# start of RECORDS FOR THE TASK

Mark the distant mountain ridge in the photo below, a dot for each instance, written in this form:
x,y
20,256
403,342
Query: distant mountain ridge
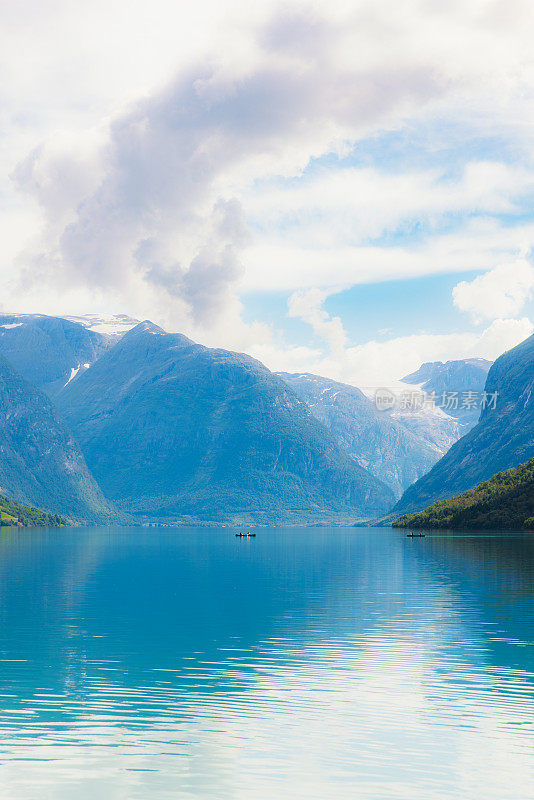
x,y
502,439
452,383
378,442
174,429
40,463
49,351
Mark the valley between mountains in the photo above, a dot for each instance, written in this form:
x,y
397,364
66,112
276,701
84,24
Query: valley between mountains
x,y
115,420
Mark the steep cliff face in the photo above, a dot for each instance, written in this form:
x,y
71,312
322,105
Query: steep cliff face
x,y
170,428
49,351
40,463
503,438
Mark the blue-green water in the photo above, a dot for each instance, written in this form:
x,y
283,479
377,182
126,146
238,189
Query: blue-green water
x,y
317,664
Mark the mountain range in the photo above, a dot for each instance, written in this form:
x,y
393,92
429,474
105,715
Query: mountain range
x,y
40,463
105,418
502,439
504,501
376,440
176,430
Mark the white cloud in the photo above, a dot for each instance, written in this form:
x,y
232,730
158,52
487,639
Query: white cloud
x,y
307,306
137,177
501,292
382,363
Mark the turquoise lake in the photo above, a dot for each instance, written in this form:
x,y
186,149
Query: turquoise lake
x,y
346,664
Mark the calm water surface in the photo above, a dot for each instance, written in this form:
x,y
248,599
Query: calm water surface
x,y
318,664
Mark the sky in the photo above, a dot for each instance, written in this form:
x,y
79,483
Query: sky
x,y
344,188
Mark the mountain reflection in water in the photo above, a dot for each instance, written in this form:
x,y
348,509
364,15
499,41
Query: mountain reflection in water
x,y
304,663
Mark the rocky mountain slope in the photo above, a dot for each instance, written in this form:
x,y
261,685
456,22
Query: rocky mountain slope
x,y
49,351
16,514
502,439
373,438
173,429
456,385
504,501
40,463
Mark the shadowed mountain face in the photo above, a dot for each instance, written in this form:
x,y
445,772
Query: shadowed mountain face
x,y
40,463
378,442
503,438
173,429
49,351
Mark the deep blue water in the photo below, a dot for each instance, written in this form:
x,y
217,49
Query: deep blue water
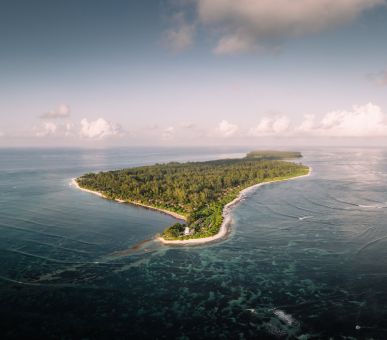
x,y
306,259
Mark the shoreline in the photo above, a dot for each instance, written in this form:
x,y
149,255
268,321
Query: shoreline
x,y
164,211
225,229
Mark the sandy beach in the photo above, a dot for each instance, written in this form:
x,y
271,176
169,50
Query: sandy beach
x,y
227,220
225,228
167,212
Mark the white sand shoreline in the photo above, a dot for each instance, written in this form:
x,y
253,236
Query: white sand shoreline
x,y
224,230
164,211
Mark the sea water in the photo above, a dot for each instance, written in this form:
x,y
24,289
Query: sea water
x,y
306,258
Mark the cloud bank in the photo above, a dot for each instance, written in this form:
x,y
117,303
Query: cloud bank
x,y
361,121
99,129
226,129
255,25
62,111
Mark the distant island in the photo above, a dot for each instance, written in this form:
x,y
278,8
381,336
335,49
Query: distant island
x,y
274,155
198,193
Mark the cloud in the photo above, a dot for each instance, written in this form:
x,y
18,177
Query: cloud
x,y
181,35
362,121
169,133
99,129
379,79
47,129
247,25
269,126
226,129
62,111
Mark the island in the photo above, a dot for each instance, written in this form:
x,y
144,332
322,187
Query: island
x,y
199,194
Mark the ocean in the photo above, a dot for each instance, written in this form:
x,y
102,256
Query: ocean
x,y
306,258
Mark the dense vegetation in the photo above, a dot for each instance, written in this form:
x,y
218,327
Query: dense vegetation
x,y
273,155
197,190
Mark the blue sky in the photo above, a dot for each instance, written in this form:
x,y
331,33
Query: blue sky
x,y
193,72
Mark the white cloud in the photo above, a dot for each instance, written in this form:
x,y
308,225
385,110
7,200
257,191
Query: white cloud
x,y
62,111
271,126
47,129
99,129
244,25
168,133
379,79
226,129
234,43
181,36
362,121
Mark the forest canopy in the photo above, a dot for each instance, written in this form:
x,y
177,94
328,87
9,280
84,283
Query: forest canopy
x,y
196,190
273,155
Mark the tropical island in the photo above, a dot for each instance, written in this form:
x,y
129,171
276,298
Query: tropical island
x,y
197,193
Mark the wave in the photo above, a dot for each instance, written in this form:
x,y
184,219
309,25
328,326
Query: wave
x,y
284,317
371,243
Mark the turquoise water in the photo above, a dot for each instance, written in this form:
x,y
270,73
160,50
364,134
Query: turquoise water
x,y
306,258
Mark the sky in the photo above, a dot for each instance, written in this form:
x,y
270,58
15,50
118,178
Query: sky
x,y
97,73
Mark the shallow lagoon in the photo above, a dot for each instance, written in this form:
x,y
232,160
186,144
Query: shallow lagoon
x,y
306,258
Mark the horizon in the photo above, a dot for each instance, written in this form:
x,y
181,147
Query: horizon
x,y
193,73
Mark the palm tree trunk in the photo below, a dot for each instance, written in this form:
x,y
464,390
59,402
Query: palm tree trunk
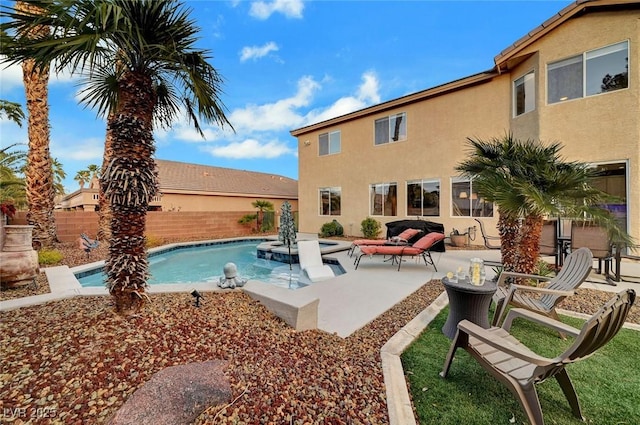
x,y
130,182
529,247
104,213
39,171
508,227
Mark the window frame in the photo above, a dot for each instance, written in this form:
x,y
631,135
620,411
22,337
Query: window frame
x,y
422,183
372,199
331,191
330,142
583,76
529,87
402,135
472,196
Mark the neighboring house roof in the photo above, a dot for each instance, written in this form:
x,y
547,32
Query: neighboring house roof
x,y
507,59
181,176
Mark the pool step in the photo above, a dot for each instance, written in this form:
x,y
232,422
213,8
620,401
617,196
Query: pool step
x,y
300,311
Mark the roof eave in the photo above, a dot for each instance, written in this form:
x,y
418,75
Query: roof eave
x,y
509,56
472,80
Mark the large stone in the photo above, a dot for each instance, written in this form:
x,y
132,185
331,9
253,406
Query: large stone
x,y
176,395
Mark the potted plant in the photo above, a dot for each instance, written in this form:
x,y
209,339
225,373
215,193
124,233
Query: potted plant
x,y
459,239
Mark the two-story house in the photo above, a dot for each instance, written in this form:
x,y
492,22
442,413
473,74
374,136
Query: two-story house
x,y
574,80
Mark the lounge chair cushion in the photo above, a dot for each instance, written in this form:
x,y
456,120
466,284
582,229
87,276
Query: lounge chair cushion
x,y
311,261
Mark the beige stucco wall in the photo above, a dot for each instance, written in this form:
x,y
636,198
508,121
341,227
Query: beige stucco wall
x,y
219,202
436,135
595,129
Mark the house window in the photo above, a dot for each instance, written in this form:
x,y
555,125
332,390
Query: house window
x,y
465,202
391,129
423,198
594,72
384,199
329,143
330,200
524,89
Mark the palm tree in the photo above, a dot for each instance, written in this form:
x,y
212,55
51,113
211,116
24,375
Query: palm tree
x,y
12,186
528,181
82,177
12,110
262,206
58,176
39,172
161,73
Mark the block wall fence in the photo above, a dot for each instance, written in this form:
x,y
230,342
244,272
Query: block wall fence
x,y
160,224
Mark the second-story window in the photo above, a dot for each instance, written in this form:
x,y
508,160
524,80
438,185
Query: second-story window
x,y
524,94
391,129
384,199
329,143
594,72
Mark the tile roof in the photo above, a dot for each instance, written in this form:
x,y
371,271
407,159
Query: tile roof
x,y
182,176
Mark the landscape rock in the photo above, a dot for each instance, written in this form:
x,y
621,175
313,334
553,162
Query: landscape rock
x,y
176,395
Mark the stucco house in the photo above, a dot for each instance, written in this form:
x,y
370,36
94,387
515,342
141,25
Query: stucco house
x,y
574,79
194,187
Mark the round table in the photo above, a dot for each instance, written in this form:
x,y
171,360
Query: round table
x,y
467,301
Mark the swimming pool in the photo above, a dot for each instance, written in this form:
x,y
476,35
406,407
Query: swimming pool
x,y
203,263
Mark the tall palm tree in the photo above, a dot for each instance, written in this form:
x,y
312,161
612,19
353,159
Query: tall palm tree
x,y
12,186
58,176
39,172
161,73
528,181
262,206
82,177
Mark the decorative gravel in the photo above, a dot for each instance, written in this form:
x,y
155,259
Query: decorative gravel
x,y
75,361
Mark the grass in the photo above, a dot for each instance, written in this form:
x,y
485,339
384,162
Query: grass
x,y
607,383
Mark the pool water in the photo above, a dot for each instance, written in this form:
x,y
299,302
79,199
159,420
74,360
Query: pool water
x,y
204,264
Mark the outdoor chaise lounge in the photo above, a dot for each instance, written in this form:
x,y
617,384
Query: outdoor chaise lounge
x,y
311,261
520,369
402,239
575,270
421,248
87,244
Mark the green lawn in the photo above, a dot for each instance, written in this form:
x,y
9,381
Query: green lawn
x,y
608,383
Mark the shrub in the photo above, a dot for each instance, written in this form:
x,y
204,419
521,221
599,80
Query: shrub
x,y
370,228
248,219
152,241
49,257
332,228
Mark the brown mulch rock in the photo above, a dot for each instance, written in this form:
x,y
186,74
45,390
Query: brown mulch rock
x,y
176,395
78,361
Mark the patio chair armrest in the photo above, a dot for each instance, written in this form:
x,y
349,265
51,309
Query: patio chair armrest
x,y
541,290
531,316
505,275
488,338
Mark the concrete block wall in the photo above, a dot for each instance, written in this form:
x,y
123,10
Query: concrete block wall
x,y
160,224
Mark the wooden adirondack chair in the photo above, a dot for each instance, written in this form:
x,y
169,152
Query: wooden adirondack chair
x,y
520,369
575,270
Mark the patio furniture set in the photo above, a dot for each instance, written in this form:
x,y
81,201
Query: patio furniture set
x,y
508,359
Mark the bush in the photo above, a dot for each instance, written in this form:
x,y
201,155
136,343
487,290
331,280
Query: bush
x,y
248,219
370,228
151,241
331,229
49,257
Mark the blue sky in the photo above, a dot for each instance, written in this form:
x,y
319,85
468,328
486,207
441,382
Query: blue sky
x,y
287,64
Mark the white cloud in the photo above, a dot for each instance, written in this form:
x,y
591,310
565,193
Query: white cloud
x,y
90,150
251,149
289,8
367,94
281,115
256,52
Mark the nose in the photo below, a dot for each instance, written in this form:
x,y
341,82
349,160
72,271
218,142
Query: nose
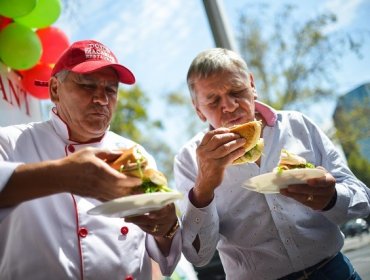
x,y
100,96
229,104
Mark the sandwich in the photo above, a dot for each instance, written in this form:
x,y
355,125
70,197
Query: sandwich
x,y
254,145
290,160
133,163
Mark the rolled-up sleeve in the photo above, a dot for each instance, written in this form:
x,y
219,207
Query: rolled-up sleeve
x,y
166,264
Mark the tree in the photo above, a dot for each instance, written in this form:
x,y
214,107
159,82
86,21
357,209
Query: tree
x,y
293,61
131,120
352,123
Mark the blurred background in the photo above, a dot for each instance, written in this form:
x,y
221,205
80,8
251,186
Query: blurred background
x,y
311,56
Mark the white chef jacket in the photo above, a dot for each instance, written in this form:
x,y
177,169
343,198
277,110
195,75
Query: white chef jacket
x,y
53,237
266,236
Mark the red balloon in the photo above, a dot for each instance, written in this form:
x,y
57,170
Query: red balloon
x,y
40,72
54,42
4,21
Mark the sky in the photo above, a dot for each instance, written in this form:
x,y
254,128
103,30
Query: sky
x,y
158,39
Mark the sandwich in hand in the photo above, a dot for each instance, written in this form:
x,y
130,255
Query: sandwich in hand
x,y
290,160
133,163
254,145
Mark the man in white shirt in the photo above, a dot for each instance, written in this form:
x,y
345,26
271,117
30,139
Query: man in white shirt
x,y
53,172
293,234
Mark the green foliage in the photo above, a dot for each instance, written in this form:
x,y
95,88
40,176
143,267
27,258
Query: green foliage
x,y
360,166
292,61
352,123
131,120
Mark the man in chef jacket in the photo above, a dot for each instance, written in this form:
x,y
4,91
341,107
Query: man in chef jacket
x,y
53,172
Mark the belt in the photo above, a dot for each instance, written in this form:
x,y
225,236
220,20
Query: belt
x,y
305,273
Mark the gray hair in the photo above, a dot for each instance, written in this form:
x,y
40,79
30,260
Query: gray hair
x,y
212,61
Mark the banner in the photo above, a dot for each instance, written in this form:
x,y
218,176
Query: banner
x,y
16,105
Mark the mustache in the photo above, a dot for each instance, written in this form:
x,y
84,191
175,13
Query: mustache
x,y
103,110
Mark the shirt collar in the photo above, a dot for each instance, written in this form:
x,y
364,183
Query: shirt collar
x,y
267,112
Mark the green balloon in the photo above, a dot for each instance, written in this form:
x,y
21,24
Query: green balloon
x,y
20,47
43,15
16,8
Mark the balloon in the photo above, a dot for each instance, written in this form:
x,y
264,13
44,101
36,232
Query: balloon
x,y
16,8
4,22
54,42
20,47
44,14
40,72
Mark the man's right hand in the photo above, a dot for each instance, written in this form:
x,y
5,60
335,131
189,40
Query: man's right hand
x,y
218,149
83,173
93,177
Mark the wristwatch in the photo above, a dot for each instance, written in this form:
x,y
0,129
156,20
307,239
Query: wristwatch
x,y
172,230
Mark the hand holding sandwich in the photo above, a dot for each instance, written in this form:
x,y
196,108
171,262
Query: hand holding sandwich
x,y
162,224
318,193
218,149
92,177
83,173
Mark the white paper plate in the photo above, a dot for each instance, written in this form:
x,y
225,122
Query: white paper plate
x,y
135,204
272,182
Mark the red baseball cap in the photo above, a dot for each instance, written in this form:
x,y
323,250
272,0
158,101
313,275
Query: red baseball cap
x,y
88,56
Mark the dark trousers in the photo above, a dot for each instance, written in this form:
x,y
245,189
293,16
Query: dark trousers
x,y
337,268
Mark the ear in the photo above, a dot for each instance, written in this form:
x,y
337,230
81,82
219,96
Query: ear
x,y
199,113
251,79
53,89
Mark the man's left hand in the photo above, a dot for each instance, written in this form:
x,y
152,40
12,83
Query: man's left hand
x,y
316,194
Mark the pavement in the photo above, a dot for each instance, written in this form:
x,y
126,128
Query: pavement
x,y
353,243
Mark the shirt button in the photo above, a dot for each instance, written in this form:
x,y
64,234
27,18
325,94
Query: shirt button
x,y
83,232
124,230
71,148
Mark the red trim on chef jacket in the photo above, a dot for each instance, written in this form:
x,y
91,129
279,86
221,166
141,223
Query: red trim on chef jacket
x,y
78,237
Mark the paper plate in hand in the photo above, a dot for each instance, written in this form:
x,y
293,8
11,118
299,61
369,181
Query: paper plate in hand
x,y
135,204
274,181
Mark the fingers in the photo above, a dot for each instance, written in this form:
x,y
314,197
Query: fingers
x,y
156,223
219,144
316,193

# end of RECORDS FOR THE TASK

## PROBLEM DESCRIPTION
Can you format the data above as a numbered list, starting at the line that contains "Mark the pavement" and running through the last line of the data, with blank lines left out?

## FINISHED TASK
1. Mark the pavement in the photo above, a dot for each instance, written in this form:
2. x,y
3. 126,128
4. Query: pavement
5. x,y
6. 353,243
7. Mark the shirt button in the photo above, a dot for each instance, written in this form:
8. x,y
9. 64,234
10. 27,18
11. 325,94
12. Query: shirt button
13. x,y
14. 83,232
15. 124,230
16. 71,148
17. Mark the red trim on chef jacket in the photo above, a dot for each instance, written in this form:
18. x,y
19. 91,129
20. 279,86
21. 221,166
22. 141,223
23. Query: red trim on chef jacket
24. x,y
25. 78,237
26. Mark the paper plate in hand in the photo above, a dot for each instance, written in this form:
27. x,y
28. 293,8
29. 11,118
30. 299,61
31. 369,181
32. Query: paper plate in hand
33. x,y
34. 135,204
35. 274,181
36. Mark the fingers in the photo above, a dot for each instance, written in this form:
37. x,y
38. 314,197
39. Query: fingers
40. x,y
41. 156,223
42. 219,144
43. 316,193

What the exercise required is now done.